Copy the listing from the line with "Return the mask of every instance of the distant" through the line with "[[19, 43], [25, 60], [34, 50], [23, 39]]", changing "whole pixels" to "integer pixels" and leaving everything else as it is.

-- Start of Provided material --

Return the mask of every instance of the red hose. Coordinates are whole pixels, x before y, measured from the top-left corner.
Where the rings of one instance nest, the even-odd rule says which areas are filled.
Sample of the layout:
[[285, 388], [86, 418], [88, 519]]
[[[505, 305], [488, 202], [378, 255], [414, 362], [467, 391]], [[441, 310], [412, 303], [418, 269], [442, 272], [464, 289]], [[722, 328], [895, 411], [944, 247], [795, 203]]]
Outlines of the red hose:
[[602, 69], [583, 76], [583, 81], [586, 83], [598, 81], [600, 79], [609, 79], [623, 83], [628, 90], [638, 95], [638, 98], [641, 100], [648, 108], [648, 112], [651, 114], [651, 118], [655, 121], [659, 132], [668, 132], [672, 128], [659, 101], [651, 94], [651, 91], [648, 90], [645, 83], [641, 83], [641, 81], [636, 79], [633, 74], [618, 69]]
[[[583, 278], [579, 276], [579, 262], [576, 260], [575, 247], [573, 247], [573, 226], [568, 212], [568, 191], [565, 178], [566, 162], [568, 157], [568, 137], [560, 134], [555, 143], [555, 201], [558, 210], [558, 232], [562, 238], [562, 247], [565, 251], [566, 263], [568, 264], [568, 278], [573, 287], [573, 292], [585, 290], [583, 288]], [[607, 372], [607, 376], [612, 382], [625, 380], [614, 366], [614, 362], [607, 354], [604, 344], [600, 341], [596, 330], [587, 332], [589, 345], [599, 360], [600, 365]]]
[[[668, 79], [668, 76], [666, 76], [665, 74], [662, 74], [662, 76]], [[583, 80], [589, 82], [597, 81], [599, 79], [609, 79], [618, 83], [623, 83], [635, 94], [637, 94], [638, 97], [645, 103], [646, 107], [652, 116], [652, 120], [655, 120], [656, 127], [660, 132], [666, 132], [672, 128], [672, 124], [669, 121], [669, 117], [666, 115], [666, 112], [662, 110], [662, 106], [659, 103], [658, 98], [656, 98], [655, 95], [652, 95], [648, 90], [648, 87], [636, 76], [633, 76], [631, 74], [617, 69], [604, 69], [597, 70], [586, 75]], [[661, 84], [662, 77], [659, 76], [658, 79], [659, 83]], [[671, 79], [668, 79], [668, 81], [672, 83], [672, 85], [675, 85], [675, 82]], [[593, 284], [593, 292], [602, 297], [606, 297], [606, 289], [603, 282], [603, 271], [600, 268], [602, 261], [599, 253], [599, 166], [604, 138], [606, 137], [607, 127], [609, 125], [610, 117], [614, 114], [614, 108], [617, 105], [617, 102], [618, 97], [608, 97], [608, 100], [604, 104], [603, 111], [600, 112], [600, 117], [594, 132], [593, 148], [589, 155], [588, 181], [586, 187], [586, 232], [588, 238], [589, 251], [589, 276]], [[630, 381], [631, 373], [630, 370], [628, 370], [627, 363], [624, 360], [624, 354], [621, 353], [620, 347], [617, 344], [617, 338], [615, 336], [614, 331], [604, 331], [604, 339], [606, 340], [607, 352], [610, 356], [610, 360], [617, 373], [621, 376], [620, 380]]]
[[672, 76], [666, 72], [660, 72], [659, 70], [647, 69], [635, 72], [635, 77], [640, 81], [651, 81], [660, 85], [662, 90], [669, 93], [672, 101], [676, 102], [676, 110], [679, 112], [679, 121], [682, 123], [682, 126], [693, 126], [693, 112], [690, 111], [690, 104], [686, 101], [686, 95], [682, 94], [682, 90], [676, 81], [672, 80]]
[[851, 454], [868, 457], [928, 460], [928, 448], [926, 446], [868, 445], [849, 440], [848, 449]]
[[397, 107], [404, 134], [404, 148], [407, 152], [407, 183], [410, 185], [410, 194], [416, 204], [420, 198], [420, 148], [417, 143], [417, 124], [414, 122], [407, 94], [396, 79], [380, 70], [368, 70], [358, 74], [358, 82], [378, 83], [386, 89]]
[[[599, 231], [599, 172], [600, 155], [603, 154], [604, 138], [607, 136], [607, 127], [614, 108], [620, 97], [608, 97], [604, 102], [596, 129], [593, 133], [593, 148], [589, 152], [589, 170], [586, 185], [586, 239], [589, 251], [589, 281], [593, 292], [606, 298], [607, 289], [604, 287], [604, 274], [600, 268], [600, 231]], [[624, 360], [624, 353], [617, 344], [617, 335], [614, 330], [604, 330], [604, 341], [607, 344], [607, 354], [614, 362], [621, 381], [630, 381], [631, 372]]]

-- End of Provided material --
-- Start of Provided material --

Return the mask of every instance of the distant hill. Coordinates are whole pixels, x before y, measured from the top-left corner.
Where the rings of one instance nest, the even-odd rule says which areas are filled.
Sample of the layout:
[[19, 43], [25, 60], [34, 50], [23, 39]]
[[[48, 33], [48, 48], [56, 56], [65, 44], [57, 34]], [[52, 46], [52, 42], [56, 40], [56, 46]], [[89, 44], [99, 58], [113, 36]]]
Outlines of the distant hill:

-- End of Provided material --
-- Start of Provided material --

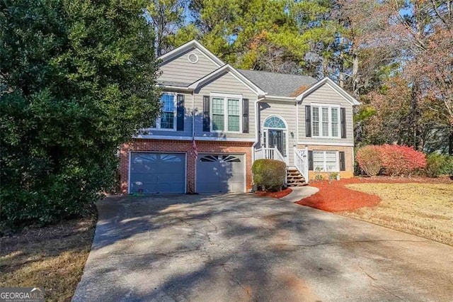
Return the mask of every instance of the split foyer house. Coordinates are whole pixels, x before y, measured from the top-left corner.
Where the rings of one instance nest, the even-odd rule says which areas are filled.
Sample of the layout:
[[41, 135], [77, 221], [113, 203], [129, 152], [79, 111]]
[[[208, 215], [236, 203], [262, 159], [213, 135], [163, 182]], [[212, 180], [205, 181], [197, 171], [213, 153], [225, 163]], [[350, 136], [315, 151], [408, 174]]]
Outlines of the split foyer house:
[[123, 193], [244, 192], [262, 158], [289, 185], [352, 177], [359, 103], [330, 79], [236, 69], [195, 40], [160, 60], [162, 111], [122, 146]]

-- End of Provided material --

* [Correct response]:
Return the mask of every instance of the distant hill. Coordinates are integer pixels, x before y, measured from the top-left corner.
Where the rings of one instance nest, the even-odd rule says which areas are filled.
Sample of the layout:
[[19, 43], [25, 60], [34, 50], [23, 39]]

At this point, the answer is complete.